Reseña publicada el jueves 22 de diciembre de 2022 por Ciper.

Sobre Delirio americano. Una historia cultural y política de América Latina (Taurus, 2022), de Carlos Granés.

E
sa lectura según la cual los chilenos seríamos «los ingleses de Latinoamérica» dice mucho acerca del modo en que nos comprendemos a nosotros mismos. Nos sentimos, como país, más ordenados, elegantes y estables que el resto del continente, y esa superioridad fácilmente nos da la seguridad necesaria para continuar en esa ruta exitosa que difícilmente ha sido imitada por nuestros vecinos. Sin embargo, cuando desde 2019 se pusieron radicalmente en cuestión «los treinta años», hubo quienes afirmaron con profundo pesar que estábamos «volviendo a Latinoamérica». La lectura del extenso y muy ambicioso libro de Carlos Granés, Delirio americano, tiene, entre otras, la ventaja de complejizar el modo en que nos observamos dentro de la realidad política y cultural de la región: ni más fomes, ni más grises ni mejores que nuestros vecinos, ganamos mucho cuando logramos ver las similitudes y diferencias que tenemos con quienes compartimos vecindario.

[Datos de etiquetado de coordenadas]
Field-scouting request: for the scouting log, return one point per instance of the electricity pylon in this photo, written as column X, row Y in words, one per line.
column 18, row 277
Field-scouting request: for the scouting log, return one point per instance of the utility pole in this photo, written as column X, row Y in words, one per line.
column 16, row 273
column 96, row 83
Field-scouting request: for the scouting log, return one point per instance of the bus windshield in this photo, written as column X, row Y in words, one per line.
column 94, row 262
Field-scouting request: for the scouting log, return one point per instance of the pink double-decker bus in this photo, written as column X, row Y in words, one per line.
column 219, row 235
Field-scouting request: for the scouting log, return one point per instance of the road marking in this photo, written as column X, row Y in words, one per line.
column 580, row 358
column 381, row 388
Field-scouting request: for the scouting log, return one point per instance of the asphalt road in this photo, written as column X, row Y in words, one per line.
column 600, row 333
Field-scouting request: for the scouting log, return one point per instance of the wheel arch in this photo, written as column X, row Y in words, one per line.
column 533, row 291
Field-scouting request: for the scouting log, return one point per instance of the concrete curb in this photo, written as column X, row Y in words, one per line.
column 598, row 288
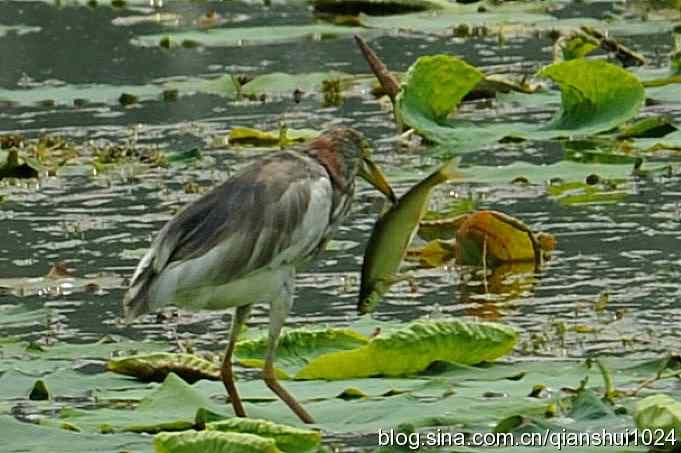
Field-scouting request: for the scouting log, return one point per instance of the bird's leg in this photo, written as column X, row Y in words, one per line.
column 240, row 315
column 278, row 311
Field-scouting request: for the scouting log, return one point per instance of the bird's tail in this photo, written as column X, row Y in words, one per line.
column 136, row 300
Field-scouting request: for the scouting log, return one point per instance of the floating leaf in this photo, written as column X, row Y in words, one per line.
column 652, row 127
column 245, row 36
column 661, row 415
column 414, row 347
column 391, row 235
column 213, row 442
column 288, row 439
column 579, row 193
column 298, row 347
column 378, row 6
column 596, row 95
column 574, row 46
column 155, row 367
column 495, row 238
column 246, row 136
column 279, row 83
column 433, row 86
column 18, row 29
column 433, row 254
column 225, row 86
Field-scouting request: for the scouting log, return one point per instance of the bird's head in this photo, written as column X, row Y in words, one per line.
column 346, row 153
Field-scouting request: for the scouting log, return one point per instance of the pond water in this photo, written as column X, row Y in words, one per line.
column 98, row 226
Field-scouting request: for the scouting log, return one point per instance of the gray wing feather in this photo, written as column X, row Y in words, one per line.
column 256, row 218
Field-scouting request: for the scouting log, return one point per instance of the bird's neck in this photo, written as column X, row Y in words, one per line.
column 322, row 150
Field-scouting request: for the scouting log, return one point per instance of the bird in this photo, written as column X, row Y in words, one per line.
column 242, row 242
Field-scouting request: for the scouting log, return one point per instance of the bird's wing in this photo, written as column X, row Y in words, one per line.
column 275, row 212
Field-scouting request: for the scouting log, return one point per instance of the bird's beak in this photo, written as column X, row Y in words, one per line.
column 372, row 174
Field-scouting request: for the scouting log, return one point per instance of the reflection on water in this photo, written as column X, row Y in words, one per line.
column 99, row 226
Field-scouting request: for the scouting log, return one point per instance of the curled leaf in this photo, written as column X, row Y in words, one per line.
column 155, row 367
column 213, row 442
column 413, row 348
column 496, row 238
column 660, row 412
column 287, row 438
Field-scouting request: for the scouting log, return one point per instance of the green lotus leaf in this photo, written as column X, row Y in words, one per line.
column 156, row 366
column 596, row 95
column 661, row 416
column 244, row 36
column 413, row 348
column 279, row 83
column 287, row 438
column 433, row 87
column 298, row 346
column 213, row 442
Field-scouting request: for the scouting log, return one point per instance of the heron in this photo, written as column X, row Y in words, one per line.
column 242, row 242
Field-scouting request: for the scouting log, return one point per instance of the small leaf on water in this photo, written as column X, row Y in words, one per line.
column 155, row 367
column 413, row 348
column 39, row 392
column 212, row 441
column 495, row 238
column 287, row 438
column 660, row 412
* * *
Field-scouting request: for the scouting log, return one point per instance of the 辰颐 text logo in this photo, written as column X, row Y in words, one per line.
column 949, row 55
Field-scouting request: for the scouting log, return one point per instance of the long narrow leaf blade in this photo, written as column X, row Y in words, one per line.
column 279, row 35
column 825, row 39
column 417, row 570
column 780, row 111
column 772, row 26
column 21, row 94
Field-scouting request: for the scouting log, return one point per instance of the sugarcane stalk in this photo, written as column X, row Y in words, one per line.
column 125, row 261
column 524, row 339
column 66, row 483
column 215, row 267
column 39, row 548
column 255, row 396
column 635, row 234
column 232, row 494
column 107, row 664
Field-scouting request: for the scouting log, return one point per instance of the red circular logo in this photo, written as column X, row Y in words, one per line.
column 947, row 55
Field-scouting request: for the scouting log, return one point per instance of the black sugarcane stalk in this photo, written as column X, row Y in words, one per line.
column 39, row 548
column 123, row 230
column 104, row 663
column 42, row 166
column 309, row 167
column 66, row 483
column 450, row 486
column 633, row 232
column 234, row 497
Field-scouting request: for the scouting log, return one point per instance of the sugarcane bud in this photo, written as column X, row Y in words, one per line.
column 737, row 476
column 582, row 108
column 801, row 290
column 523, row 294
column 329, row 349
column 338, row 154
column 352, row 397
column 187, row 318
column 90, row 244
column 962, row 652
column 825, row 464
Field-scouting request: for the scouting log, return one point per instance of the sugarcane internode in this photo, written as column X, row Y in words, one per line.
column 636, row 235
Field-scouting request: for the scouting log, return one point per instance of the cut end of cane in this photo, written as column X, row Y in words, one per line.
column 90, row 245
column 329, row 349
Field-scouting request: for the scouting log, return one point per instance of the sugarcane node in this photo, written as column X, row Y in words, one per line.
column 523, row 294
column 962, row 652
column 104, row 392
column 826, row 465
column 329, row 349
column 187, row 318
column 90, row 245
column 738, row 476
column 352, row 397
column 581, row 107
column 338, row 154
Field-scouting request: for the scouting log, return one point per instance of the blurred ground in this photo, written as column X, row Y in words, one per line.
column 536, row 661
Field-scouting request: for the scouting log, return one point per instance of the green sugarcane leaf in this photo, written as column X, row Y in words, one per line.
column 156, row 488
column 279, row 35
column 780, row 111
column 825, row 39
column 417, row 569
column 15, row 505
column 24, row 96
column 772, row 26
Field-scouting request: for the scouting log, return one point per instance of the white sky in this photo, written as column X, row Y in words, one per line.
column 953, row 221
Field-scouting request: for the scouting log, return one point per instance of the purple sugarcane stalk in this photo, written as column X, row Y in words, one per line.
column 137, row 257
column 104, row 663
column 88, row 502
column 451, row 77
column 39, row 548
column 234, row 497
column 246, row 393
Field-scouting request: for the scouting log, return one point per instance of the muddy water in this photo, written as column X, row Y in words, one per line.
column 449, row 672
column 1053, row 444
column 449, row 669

Tus tareas =
A - Traduce al inglés esta oración de la reseña: "Sin embargo, cuando desde 2019 se pusieron radicalmente en cuestión «los treinta años», hubo quienes afirmaron con profundo pesar que estábamos «volviendo a Latinoamérica»."
B - Reproduce sin cambios el pasaje de la reseña que comienza en "Reseña publicada el" y termina en "de Carlos Granés.".

Respuestas por tarea =
A - However, when "the thirty years" were radically called into question starting in 2019, there were those who stated with deep regret that we were "going back to Latin America."

B -
Reseña publicada el jueves 22 de diciembre de 2022 por Ciper.

Sobre Delirio americano. Una historia cultural y política de América Latina (Taurus, 2022), de Carlos Granés.